Put the part of the material that opens with the line containing "Where can you see the grey" and closes with the line containing "Target: grey suit jacket" into a numbered list, leaving out any blank lines. Include both of those lines and nothing outside them.

DATASET ENTRIES »
# # # #
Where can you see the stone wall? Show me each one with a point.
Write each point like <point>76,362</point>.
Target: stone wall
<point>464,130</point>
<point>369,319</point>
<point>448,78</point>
# # # #
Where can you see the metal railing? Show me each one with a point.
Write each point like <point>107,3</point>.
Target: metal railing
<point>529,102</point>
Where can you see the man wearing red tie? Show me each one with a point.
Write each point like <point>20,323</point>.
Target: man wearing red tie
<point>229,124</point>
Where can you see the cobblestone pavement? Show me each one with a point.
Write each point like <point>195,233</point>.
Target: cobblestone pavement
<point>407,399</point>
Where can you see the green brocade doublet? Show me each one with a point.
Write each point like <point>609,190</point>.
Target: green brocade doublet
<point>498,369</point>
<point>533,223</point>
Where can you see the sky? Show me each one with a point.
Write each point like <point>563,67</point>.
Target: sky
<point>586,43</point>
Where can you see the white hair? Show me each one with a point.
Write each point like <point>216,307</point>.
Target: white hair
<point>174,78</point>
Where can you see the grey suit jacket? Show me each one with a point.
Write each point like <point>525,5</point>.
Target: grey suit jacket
# # # #
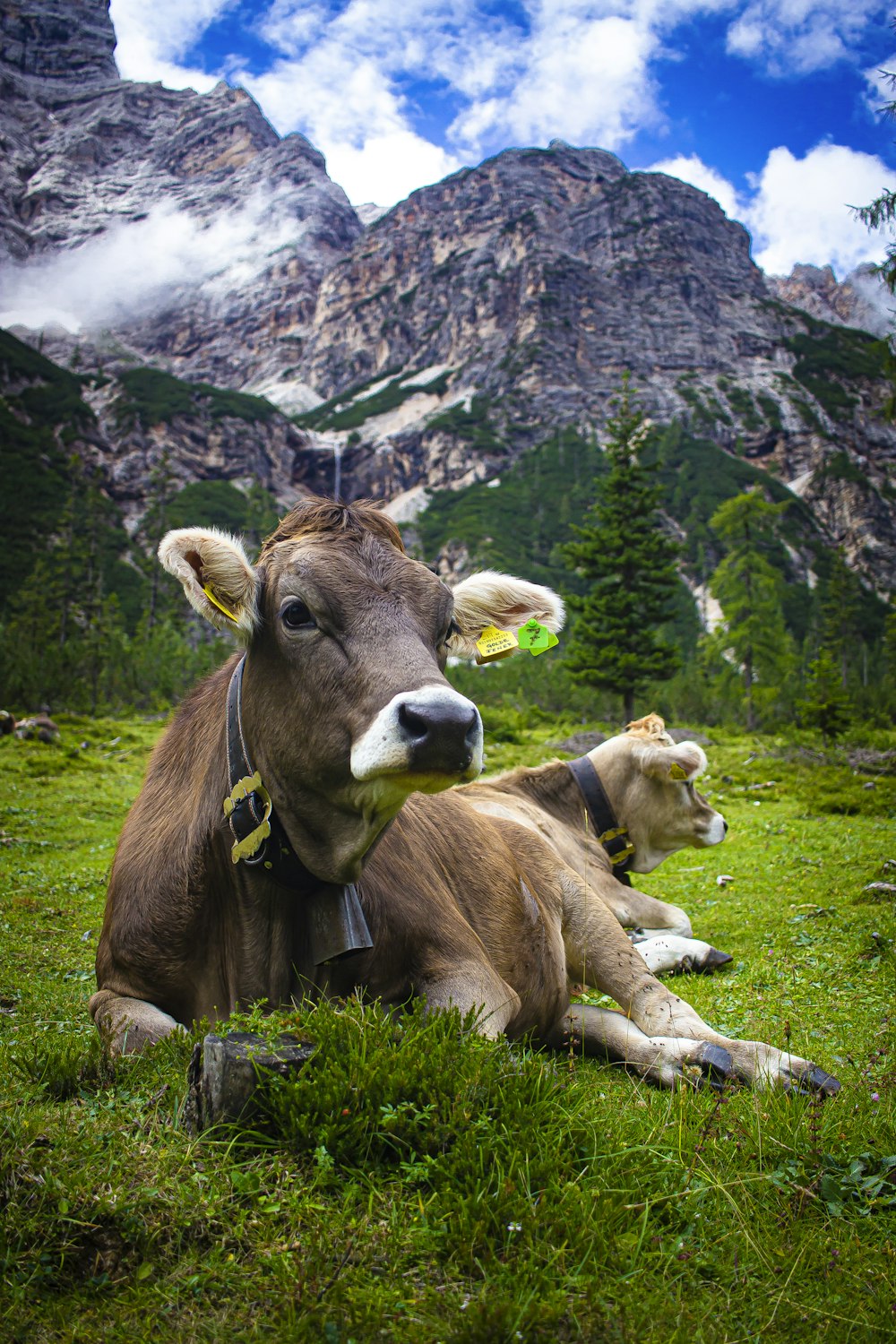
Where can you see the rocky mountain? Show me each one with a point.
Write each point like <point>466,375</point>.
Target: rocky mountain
# # # #
EXERCISE SOLUTION »
1. Where can you see the grey suit jacket? Show me each one with a point.
2. Write each point like <point>525,5</point>.
3. Target: grey suit jacket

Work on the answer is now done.